EXERCISE GOAL:
Copy the lines verbatim, beginning with the line that contains "hill, dropping a point on every instance." and continuing through the end of the data, and only those lines.

Source data:

···

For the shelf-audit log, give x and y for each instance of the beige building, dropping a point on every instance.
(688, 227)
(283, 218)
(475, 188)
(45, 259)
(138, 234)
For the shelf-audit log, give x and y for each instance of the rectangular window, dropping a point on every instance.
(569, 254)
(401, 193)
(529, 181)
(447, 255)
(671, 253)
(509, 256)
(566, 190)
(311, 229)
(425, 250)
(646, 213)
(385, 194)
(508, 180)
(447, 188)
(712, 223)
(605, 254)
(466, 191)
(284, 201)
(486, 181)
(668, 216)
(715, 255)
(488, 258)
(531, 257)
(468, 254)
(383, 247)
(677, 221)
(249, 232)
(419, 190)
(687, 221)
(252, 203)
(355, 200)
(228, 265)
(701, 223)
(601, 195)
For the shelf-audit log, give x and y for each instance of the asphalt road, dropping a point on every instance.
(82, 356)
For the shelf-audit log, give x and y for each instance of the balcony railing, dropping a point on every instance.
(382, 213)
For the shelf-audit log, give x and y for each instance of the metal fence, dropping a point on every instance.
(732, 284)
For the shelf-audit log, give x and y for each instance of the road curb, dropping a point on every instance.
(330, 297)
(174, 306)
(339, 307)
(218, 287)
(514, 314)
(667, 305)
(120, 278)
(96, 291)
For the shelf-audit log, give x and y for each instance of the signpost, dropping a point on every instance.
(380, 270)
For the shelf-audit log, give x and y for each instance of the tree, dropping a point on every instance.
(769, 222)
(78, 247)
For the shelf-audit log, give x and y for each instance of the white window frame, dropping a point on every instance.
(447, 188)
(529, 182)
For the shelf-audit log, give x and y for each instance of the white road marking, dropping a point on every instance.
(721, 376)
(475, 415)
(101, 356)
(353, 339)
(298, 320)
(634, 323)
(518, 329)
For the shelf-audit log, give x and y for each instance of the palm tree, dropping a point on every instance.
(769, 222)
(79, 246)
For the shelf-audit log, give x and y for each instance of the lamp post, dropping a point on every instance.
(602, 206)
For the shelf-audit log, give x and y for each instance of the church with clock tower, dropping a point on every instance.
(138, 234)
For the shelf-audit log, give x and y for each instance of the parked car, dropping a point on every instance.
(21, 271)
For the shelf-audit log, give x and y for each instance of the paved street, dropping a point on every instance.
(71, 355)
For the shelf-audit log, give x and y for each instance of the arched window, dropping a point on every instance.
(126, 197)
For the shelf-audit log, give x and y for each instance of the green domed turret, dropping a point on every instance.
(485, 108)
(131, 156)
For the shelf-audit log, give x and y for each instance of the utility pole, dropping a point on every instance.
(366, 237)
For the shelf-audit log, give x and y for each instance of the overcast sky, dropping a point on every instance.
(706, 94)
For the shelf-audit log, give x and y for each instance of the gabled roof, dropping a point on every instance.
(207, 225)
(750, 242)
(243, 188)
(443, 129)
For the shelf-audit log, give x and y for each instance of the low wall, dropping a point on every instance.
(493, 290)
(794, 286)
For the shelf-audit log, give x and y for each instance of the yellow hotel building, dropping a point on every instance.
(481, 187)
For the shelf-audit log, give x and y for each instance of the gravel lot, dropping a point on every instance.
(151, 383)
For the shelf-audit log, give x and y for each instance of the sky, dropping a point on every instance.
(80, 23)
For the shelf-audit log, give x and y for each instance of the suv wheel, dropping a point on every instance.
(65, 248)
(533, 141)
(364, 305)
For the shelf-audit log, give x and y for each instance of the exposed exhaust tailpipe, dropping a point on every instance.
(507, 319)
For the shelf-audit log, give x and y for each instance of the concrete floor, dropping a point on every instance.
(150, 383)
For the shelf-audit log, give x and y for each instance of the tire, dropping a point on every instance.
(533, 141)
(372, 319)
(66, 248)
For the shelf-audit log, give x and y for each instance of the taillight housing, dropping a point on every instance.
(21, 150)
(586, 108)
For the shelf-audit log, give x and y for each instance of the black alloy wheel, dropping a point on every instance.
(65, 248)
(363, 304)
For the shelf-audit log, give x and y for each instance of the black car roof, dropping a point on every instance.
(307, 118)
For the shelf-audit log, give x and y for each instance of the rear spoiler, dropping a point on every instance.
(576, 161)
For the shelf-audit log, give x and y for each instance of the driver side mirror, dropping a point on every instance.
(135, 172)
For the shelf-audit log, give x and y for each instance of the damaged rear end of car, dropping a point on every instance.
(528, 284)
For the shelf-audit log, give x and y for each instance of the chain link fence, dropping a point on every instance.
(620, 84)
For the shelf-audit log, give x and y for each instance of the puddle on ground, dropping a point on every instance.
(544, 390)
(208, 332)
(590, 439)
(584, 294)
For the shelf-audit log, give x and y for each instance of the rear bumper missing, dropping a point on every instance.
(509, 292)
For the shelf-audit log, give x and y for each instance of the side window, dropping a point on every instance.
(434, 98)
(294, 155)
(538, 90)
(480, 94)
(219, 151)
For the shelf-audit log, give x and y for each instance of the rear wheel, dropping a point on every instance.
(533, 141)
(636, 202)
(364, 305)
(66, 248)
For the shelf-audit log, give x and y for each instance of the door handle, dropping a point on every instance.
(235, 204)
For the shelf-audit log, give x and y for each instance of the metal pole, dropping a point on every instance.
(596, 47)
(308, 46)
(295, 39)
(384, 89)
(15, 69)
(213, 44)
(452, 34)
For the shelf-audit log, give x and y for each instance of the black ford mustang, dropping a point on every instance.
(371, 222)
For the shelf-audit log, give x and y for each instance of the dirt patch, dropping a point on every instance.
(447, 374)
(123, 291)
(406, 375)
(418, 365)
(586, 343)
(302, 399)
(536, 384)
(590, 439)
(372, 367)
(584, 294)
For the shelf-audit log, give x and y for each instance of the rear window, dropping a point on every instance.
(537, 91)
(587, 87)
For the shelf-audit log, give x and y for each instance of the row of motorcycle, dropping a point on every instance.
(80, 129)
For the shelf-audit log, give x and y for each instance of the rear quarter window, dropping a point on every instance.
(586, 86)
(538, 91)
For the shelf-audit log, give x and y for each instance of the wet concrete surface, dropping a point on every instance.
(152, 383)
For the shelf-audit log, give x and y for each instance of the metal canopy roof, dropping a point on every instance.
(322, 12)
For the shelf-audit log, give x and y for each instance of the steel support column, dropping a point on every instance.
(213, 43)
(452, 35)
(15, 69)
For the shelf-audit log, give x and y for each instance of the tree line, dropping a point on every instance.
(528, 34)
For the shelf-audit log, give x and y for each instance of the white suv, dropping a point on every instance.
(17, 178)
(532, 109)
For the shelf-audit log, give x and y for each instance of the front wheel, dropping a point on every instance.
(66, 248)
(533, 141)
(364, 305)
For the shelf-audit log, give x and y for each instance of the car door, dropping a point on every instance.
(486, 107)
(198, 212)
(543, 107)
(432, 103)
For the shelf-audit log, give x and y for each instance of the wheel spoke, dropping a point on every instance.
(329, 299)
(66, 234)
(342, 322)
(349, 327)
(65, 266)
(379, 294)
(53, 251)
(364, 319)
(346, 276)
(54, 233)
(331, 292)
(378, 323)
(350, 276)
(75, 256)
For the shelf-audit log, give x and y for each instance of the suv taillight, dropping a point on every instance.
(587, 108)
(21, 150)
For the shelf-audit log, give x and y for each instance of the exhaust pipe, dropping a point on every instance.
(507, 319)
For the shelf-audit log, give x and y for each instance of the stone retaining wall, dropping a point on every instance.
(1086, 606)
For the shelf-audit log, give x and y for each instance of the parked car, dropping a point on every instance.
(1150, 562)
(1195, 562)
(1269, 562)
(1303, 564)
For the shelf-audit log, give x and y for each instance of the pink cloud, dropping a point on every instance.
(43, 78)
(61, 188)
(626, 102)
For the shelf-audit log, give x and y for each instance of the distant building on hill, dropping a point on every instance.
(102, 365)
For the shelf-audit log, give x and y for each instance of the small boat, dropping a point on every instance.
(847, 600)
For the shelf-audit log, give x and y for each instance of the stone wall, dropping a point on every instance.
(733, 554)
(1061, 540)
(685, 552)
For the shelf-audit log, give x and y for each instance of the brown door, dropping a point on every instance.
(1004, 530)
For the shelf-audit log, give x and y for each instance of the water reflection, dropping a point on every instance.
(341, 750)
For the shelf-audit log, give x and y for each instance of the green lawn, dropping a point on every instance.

···

FINAL RESULT:
For the shelf-audit log, give x and y for each instance of the distant building on hill, dropping a point on every instance.
(102, 365)
For the shelf-audit log, give x and y for each instance of the small boat, dropping a point on every instance.
(847, 600)
For the shelf-audit log, give x and y for each instance of the stone wall, dropping a point on every instance.
(733, 554)
(1061, 540)
(685, 552)
For the shelf-audit log, give x and y for each instance of the brown door, dropping a point on every instance.
(1004, 530)
For the shelf-audit log, give x and y for each instance of the water reflection, dropping a point on every instance.
(341, 750)
For the shelf-audit log, give x and y for each instance of the green lawn, dropping a point on every instance.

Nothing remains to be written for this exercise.